DATA FOR PROCESSING:
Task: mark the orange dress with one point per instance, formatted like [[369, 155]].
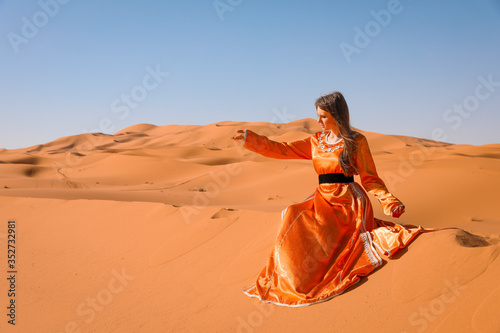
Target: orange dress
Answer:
[[331, 239]]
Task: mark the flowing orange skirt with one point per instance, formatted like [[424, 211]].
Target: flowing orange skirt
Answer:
[[324, 245]]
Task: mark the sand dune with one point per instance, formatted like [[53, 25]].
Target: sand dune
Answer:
[[159, 228]]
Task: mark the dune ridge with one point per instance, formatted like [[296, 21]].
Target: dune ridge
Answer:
[[159, 228]]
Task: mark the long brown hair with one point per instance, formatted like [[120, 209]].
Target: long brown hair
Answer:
[[336, 105]]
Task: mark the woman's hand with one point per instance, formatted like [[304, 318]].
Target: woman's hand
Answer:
[[398, 211], [239, 136]]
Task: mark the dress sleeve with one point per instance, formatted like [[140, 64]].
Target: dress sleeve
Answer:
[[260, 144], [371, 181]]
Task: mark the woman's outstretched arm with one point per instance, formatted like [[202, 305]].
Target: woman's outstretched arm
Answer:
[[300, 149]]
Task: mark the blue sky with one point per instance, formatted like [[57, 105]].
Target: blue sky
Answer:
[[406, 67]]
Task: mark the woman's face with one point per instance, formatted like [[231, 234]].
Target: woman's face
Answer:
[[326, 121]]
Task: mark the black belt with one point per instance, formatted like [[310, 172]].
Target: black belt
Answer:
[[335, 178]]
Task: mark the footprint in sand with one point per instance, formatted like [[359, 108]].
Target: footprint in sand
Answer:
[[238, 269], [192, 237]]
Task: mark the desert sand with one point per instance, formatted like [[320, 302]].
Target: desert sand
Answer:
[[159, 228]]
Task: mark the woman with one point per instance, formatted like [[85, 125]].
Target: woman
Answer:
[[331, 239]]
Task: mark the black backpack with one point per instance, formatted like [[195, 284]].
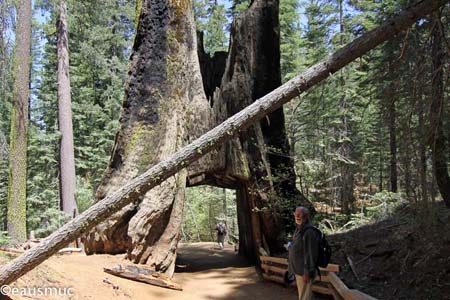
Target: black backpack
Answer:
[[221, 229], [324, 256]]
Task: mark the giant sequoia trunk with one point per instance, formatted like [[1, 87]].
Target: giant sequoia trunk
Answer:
[[158, 118], [259, 158], [164, 101], [165, 107], [136, 189]]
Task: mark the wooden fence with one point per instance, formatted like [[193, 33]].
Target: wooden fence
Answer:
[[328, 283]]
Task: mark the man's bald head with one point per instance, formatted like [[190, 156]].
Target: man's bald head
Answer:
[[301, 215]]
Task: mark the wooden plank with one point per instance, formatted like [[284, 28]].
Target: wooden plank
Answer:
[[358, 295], [273, 278], [151, 278], [278, 260], [284, 261], [322, 289], [331, 268], [273, 269]]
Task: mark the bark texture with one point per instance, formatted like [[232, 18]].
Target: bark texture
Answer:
[[19, 122], [258, 159], [163, 102], [136, 189], [67, 180], [439, 147]]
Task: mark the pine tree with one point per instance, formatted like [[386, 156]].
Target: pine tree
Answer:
[[19, 125], [67, 179]]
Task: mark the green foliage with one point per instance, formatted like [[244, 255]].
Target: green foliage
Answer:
[[204, 207], [100, 36], [4, 238]]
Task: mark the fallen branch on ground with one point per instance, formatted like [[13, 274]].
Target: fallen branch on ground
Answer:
[[143, 275], [137, 187]]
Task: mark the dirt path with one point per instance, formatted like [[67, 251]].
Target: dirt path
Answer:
[[204, 273]]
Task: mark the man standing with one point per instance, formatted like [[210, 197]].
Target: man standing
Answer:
[[221, 232], [303, 253]]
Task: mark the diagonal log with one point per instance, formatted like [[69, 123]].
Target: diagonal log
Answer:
[[207, 142]]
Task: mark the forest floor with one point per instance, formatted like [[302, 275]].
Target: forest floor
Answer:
[[404, 257], [204, 272]]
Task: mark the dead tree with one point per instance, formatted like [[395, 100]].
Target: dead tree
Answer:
[[137, 188]]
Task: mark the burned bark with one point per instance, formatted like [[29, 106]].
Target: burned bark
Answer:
[[138, 187], [260, 155], [162, 94]]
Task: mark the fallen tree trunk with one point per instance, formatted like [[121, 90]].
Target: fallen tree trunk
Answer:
[[207, 142]]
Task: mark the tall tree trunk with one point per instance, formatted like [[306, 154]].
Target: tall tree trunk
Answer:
[[380, 152], [19, 123], [346, 178], [67, 179], [392, 139], [164, 107], [422, 162], [135, 189], [438, 146]]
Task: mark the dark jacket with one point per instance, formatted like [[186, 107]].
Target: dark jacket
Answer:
[[304, 251]]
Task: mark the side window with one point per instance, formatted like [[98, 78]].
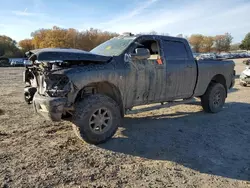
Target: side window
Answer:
[[174, 49], [154, 49]]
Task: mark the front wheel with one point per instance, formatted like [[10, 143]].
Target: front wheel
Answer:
[[96, 119], [214, 98], [243, 84]]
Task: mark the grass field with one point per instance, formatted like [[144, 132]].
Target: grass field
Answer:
[[179, 146]]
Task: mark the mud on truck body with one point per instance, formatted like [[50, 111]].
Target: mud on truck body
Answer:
[[96, 88]]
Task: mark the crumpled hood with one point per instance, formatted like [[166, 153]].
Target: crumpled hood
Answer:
[[64, 54]]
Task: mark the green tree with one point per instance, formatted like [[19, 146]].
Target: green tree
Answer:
[[245, 44], [207, 44], [234, 47], [26, 45]]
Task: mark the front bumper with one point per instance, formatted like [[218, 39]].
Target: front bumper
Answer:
[[51, 108]]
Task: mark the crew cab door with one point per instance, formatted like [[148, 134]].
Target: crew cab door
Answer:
[[147, 75], [181, 69]]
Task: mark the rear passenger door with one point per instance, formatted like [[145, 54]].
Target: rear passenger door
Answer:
[[181, 70]]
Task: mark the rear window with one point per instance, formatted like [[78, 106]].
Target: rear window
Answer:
[[175, 49]]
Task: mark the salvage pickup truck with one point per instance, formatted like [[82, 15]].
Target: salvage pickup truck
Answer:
[[97, 88]]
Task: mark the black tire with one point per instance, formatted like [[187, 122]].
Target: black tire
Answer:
[[86, 109], [243, 84], [214, 98]]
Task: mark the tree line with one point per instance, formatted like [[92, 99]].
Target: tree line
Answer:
[[88, 39]]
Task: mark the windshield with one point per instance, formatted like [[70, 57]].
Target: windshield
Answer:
[[112, 47]]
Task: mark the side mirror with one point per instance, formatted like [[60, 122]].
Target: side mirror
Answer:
[[141, 53], [27, 62]]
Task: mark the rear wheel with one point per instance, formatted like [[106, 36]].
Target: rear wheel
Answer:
[[96, 119], [214, 98]]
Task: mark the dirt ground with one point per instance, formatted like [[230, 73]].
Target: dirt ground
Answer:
[[179, 146]]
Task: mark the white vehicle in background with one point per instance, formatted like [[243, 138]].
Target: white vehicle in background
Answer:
[[245, 75]]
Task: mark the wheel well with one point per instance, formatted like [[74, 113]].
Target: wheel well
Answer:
[[105, 88], [219, 79]]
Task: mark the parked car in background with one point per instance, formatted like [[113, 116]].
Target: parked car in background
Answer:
[[98, 87], [17, 62], [4, 62]]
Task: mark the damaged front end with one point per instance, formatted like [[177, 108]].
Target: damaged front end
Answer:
[[46, 89], [48, 86]]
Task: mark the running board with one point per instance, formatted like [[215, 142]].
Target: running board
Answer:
[[156, 107]]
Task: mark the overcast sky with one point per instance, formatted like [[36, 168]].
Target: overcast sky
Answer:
[[18, 18]]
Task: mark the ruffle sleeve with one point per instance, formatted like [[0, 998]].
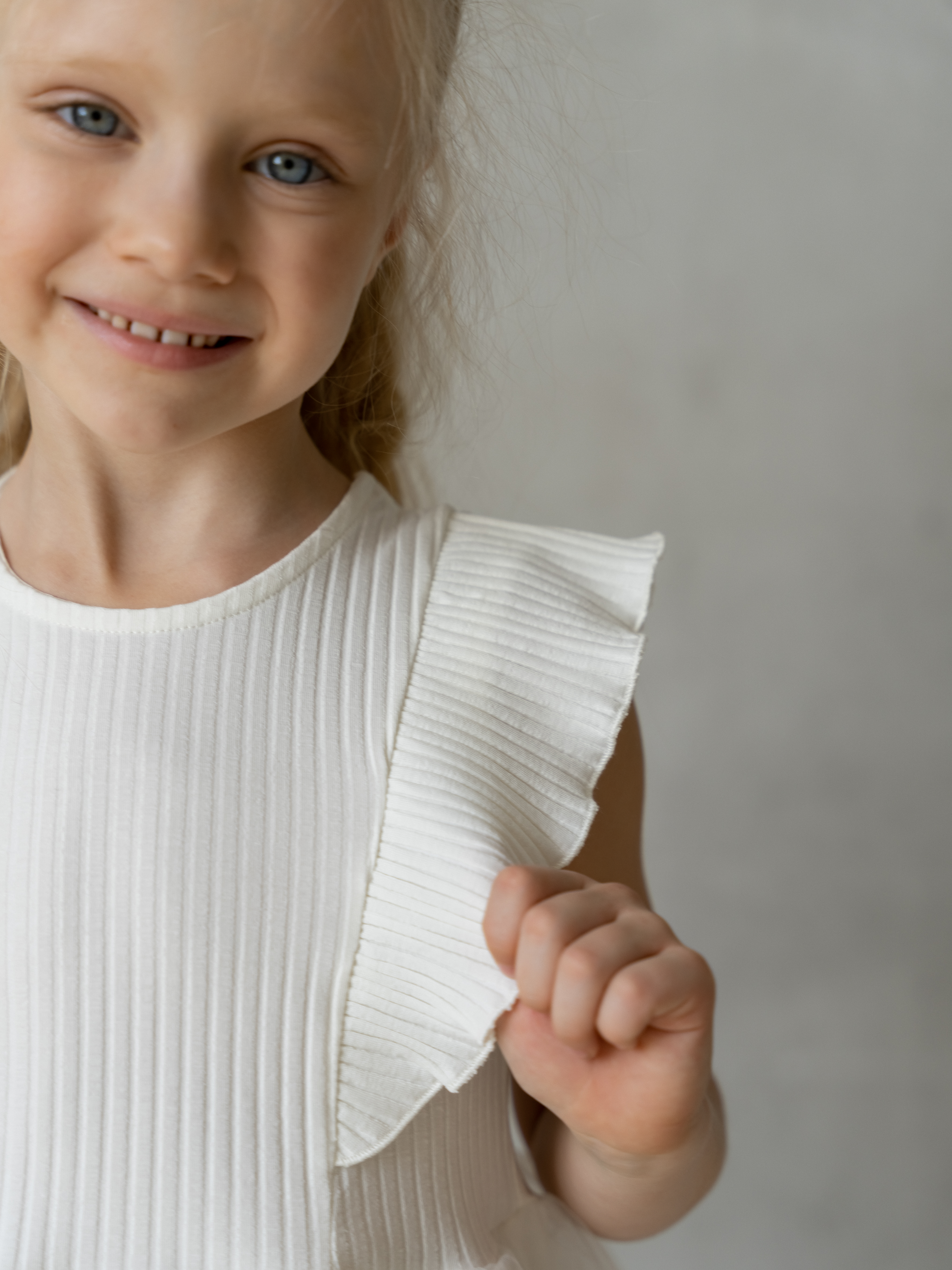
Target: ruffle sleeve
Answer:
[[525, 670]]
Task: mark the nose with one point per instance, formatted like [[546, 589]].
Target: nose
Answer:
[[173, 214]]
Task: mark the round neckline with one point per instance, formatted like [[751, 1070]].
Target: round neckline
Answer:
[[237, 600]]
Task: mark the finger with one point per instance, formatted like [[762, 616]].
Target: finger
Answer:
[[672, 991], [515, 892], [551, 926], [588, 966]]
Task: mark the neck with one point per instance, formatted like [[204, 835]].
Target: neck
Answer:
[[101, 526]]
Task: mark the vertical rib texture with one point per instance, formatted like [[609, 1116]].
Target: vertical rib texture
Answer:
[[190, 804], [432, 1199], [246, 848], [525, 671]]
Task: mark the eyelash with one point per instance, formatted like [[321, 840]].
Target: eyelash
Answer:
[[68, 113]]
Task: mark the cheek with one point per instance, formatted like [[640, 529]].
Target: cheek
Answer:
[[42, 223], [323, 267]]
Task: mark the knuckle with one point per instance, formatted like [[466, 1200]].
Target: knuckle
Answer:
[[631, 991], [617, 893], [543, 922], [697, 968], [581, 962]]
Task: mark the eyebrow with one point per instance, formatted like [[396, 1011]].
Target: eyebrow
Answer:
[[358, 127]]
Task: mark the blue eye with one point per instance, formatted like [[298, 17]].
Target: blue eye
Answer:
[[97, 120], [289, 168]]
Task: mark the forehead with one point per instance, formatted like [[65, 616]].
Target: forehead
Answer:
[[276, 49]]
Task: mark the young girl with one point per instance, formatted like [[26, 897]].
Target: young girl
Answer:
[[290, 774]]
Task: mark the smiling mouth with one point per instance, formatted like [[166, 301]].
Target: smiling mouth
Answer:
[[154, 336]]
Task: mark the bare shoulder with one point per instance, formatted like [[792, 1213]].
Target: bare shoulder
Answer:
[[612, 850]]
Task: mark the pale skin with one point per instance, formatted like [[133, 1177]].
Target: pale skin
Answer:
[[158, 478]]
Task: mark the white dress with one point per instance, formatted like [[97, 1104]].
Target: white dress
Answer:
[[246, 846]]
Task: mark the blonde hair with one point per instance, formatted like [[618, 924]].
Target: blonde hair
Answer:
[[394, 364]]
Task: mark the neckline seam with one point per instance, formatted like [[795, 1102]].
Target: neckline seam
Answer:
[[20, 596]]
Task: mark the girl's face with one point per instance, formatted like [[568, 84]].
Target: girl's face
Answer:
[[201, 168]]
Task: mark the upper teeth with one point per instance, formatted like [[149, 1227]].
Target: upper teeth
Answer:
[[164, 337]]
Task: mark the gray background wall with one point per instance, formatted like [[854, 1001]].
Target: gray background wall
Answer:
[[757, 359]]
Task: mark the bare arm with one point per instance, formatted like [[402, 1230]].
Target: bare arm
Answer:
[[611, 1041]]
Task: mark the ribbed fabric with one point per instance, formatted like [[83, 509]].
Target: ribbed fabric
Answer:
[[525, 671], [192, 836]]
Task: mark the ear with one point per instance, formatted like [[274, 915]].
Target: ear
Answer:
[[391, 238]]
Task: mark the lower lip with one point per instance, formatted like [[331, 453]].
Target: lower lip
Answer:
[[148, 352]]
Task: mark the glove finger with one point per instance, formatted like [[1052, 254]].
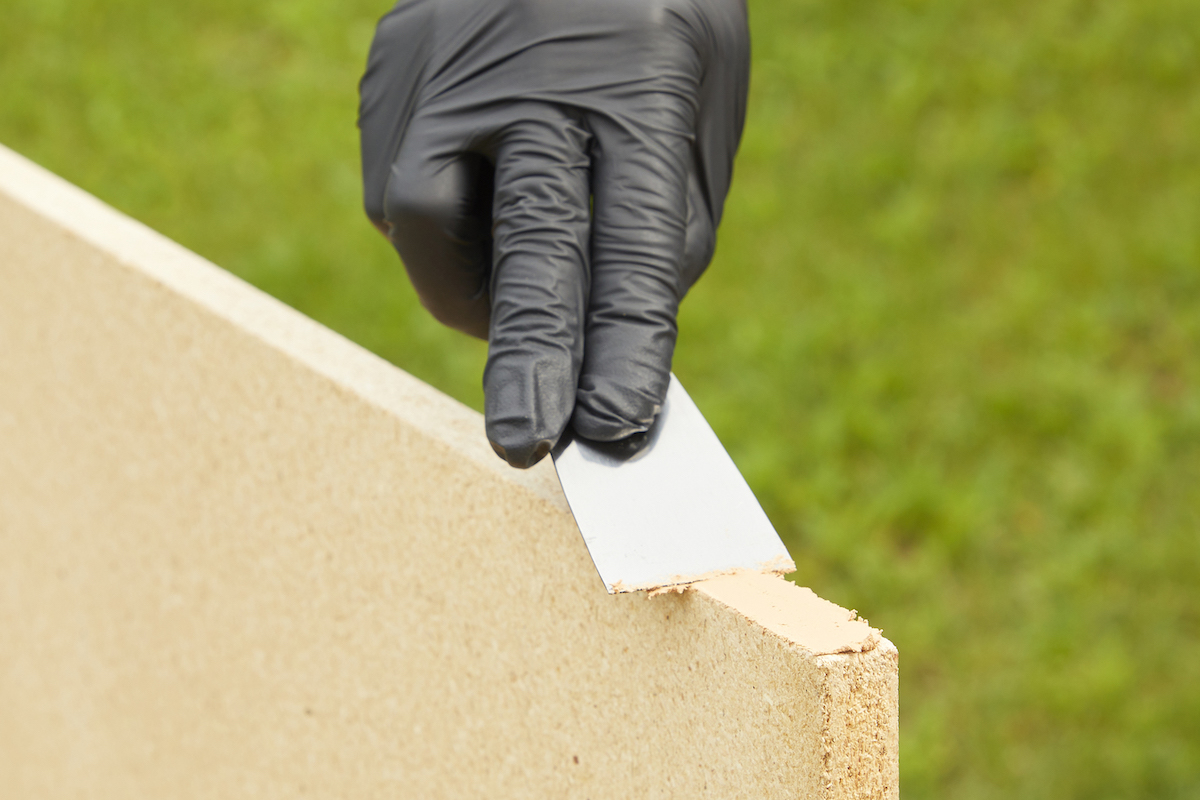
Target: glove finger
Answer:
[[539, 282], [388, 92], [639, 232], [438, 215], [724, 40]]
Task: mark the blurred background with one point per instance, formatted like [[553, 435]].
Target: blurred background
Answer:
[[952, 332]]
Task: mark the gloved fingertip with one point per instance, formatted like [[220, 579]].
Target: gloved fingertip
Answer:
[[523, 456], [604, 425], [623, 449]]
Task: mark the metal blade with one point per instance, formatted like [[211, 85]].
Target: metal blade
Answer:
[[675, 512]]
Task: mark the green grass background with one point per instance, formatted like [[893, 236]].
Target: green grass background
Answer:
[[951, 334]]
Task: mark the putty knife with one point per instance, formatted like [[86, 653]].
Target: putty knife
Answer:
[[675, 512]]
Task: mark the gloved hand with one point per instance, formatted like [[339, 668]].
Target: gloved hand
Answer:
[[551, 173]]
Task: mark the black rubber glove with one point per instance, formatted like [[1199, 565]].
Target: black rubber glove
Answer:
[[551, 173]]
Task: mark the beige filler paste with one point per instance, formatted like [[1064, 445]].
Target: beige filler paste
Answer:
[[243, 558]]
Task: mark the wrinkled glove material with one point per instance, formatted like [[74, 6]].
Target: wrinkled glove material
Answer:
[[552, 174]]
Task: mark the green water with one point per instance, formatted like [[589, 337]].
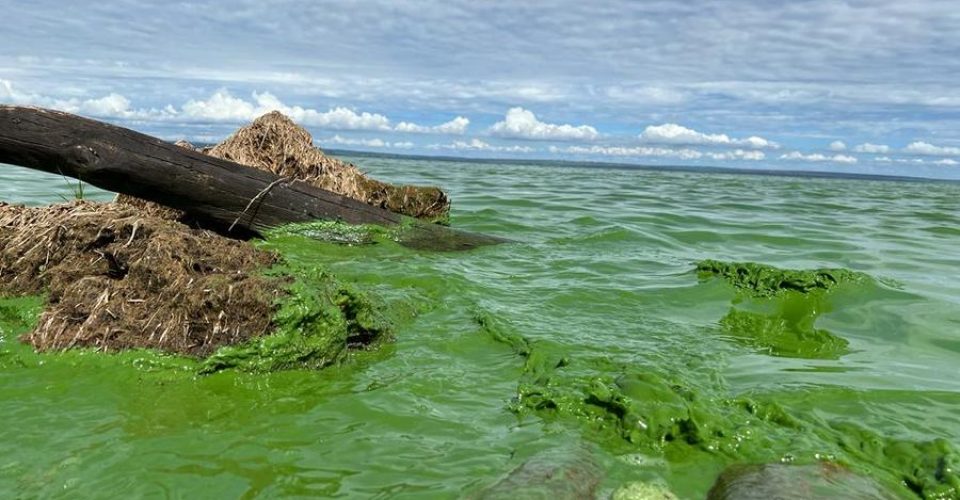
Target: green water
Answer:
[[603, 274]]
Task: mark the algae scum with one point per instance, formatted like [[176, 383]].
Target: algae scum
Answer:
[[649, 332]]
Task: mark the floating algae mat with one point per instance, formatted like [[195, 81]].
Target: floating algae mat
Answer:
[[796, 297], [841, 382]]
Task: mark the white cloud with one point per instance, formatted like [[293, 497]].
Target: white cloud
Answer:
[[457, 126], [635, 151], [223, 106], [872, 148], [520, 123], [478, 145], [925, 148], [671, 133], [738, 154], [369, 143], [817, 157]]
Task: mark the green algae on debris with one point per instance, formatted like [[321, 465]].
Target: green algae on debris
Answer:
[[687, 419], [333, 232], [316, 325], [759, 280], [19, 314]]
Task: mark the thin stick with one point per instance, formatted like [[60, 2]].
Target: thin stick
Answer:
[[253, 200]]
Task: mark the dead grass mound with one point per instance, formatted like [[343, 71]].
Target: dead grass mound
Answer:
[[120, 278], [273, 142]]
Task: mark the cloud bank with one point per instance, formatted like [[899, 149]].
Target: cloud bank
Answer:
[[520, 123], [671, 133]]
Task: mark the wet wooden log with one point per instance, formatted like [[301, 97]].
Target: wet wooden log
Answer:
[[222, 195]]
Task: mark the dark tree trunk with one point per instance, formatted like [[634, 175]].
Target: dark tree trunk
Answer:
[[224, 195]]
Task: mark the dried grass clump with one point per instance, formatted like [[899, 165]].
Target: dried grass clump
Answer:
[[119, 278], [273, 142]]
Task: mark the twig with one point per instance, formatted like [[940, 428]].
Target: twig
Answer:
[[253, 200]]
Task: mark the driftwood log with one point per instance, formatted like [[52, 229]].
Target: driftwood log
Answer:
[[225, 196]]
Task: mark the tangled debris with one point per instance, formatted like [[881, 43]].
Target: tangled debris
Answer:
[[119, 278], [273, 142]]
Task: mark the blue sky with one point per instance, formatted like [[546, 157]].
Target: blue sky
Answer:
[[857, 86]]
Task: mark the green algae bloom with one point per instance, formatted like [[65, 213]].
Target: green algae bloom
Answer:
[[775, 335], [759, 280], [19, 314], [790, 301], [316, 325], [686, 419], [333, 232]]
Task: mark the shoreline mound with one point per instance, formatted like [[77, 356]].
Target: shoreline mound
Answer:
[[273, 142], [117, 278]]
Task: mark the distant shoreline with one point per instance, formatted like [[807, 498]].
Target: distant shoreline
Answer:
[[656, 168]]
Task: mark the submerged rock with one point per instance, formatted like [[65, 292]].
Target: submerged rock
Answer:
[[562, 474], [629, 407], [794, 482], [642, 491]]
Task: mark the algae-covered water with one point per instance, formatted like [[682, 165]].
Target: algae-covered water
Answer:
[[593, 331]]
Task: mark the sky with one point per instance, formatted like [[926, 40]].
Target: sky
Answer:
[[843, 86]]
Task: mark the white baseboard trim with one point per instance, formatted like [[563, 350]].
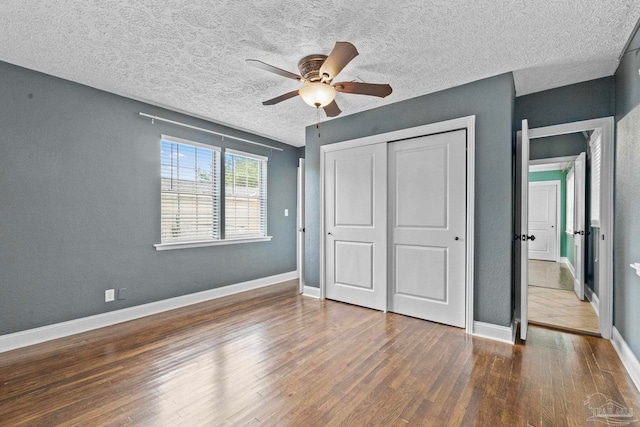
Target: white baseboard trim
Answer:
[[59, 330], [566, 262], [629, 360], [593, 299], [494, 332], [310, 291]]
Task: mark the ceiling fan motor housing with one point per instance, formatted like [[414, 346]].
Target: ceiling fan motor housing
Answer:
[[309, 67]]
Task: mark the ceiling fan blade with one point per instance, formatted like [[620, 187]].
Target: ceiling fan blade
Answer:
[[340, 56], [264, 66], [332, 109], [358, 88], [281, 98]]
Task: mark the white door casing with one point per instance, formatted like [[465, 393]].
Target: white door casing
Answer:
[[543, 220], [300, 224], [356, 225], [427, 197], [579, 224], [522, 226]]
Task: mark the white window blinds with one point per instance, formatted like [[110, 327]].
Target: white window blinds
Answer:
[[190, 183], [245, 195], [595, 144], [570, 201]]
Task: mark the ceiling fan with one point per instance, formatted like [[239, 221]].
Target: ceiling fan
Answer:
[[317, 73]]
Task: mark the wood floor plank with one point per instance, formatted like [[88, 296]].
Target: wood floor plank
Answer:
[[271, 357]]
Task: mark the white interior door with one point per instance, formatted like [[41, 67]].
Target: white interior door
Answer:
[[543, 216], [356, 225], [579, 224], [428, 223], [522, 227]]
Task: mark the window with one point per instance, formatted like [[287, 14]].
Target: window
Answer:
[[245, 184], [595, 144], [570, 201], [190, 182]]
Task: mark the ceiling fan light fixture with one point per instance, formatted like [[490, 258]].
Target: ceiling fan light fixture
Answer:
[[317, 94]]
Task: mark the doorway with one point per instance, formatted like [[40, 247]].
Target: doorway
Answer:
[[587, 235], [555, 290]]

TO BE DONE: Reproduce the data from the beginning through the line containing "[[158, 118], [259, 158], [164, 101], [165, 107], [136, 189]]", replacing every occurrence of "orange" with "red" and leaving everything else unchanged. Omit the pictures.

RESULT:
Task: mark the red dress with one point per instance, formatted like [[369, 155]].
Target: red dress
Answer:
[[331, 239]]
Task: mark the flowing red skirt with one point per instance, formatted like [[424, 211]].
Target: flowing red skirt
Answer:
[[324, 245]]
Task: mark the sand dune with one point per instance, formatted like [[53, 25]].
Target: sand dune
Answer:
[[159, 228]]
Task: mark the dune ridge with one point per instance, formatted like [[296, 21]].
Target: dune ridge
Answer:
[[159, 228]]
Task: mark the long brown hair with one point per instance, formatted like [[120, 209]].
Target: long brown hair
Answer:
[[336, 105]]
Task: mark the woman's hand with one point per instance, formatted like [[304, 318]].
Target: woman's hand
Answer:
[[398, 211], [239, 136]]
Task: mark the dress sleeve with one point per instance, formatted like [[140, 64]].
Target: dress sleeve
Answer:
[[260, 144], [371, 181]]
Task: mark the woman's outstretched arm with one point per instance, formatted like [[202, 305]].
Target: woman's outstretched arm
Answer:
[[300, 149]]
Task: mark the blue sky with one point per instance, formatted like [[57, 105]].
Target: blue sky
Answer:
[[406, 67]]
Task: mark the woman's face with one point per instance, formatted like [[231, 234]].
Target: woman's face
Answer:
[[326, 121]]
Task: mark the black belt with one point per instance, formatted like [[310, 172]].
Target: black belt
Answer:
[[335, 178]]
Task: mark the footprint in sand with one point per instance, formatted like [[359, 108]].
Target: footprint in sand
Answer:
[[238, 269], [192, 237]]
Task: mark the desert sand with one point per instance, formatted like [[320, 302]].
Target: desert sand
Answer:
[[159, 228]]
Task: mark the woman with one point per instance, formatted like [[85, 125]].
Target: woman
Answer:
[[331, 239]]
Task: mark the black backpack with one point per instance, formatted like [[195, 284]].
Target: black backpack
Answer:
[[221, 229], [324, 256]]
Task: mark the giant sequoia trunk with one point per instance, formatted like [[1, 87]].
Target: giant sequoia trunk
Answer:
[[158, 118], [259, 158], [164, 101], [165, 107], [136, 189]]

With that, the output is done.